▶ _Stated exercise_: In the entries below, convert the lines from the one containing "Please trace the outline of every instance of the woman's" through the one containing "181 72 L 180", inclusive, into a JSON list of strings. Use one string per line, skip any blank lines, and include no other lines.

(Records in a dataset)
--- Begin ---

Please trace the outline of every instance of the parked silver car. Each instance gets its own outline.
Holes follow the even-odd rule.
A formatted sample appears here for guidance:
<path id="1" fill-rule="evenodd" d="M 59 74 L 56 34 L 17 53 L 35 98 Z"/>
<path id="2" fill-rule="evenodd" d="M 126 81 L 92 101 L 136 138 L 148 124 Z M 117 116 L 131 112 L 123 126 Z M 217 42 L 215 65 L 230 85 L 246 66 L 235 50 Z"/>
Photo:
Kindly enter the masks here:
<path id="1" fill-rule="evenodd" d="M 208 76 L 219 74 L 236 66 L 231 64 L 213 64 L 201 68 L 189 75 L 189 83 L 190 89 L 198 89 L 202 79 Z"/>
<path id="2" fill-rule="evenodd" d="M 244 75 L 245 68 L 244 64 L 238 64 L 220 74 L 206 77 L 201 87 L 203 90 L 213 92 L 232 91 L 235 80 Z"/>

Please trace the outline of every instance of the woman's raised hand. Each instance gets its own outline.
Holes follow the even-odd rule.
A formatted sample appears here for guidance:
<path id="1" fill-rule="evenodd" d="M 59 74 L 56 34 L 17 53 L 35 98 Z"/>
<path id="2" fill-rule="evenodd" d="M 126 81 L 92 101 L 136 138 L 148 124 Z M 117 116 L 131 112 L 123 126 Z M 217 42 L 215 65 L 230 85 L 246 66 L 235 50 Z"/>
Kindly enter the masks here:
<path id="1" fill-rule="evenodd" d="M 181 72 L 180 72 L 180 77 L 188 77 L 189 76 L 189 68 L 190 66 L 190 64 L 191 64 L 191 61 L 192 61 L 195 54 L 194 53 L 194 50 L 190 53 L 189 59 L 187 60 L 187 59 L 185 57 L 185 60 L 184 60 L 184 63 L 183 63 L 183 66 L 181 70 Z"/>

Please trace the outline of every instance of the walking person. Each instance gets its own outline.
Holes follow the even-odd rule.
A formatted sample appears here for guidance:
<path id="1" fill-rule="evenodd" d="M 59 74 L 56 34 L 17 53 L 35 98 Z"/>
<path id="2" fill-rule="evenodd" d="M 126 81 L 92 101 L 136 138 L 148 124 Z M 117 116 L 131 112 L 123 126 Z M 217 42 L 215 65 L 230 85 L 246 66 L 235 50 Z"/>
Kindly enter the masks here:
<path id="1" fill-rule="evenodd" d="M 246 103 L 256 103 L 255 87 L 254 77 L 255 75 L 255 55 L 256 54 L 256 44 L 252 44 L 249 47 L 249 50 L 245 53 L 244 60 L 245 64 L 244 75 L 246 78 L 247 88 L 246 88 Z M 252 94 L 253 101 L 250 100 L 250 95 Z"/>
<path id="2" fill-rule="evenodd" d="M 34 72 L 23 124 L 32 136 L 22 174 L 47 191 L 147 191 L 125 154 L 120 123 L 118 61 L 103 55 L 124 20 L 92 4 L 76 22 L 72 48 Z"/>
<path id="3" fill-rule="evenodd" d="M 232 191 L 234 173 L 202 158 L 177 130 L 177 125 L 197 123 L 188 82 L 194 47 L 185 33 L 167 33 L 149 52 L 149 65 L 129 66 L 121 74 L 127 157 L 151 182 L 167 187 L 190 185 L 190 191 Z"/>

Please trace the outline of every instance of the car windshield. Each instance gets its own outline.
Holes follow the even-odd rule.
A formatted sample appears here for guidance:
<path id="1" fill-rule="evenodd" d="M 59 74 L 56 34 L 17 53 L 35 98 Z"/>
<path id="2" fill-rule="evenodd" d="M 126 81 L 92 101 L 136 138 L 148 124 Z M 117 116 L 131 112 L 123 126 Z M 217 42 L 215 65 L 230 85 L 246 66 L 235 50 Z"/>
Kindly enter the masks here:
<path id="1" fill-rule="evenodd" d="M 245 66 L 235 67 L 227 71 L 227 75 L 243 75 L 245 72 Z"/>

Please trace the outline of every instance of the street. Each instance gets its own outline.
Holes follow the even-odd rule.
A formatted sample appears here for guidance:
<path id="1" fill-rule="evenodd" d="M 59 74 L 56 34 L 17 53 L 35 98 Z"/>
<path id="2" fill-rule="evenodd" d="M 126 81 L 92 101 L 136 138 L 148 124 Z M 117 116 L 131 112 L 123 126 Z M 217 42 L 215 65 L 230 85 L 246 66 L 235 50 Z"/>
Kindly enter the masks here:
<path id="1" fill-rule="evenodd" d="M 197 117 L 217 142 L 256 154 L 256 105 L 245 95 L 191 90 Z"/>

--- End ---

▶ _Full solution_:
[
  "Please trace the outline of every instance of the woman's raised hand. Each instance gets its own outline.",
  "Holes follow the even-odd rule.",
  "A formatted sample appears here for guidance:",
  "<path id=\"1\" fill-rule=\"evenodd\" d=\"M 59 74 L 56 34 L 17 53 L 35 98 Z\"/>",
  "<path id=\"2\" fill-rule=\"evenodd\" d=\"M 126 81 L 92 101 L 136 138 L 148 124 Z M 117 116 L 131 112 L 123 126 Z M 217 42 L 215 65 L 230 85 L 246 66 L 235 50 Z\"/>",
  "Kindly enter the masks here:",
  "<path id=\"1\" fill-rule=\"evenodd\" d=\"M 181 72 L 180 72 L 180 77 L 188 77 L 189 76 L 189 68 L 190 66 L 190 64 L 191 64 L 191 61 L 192 61 L 195 54 L 194 53 L 194 50 L 190 53 L 189 59 L 187 60 L 187 59 L 185 57 L 185 60 L 184 60 L 184 63 L 183 63 L 183 66 L 181 70 Z\"/>"
]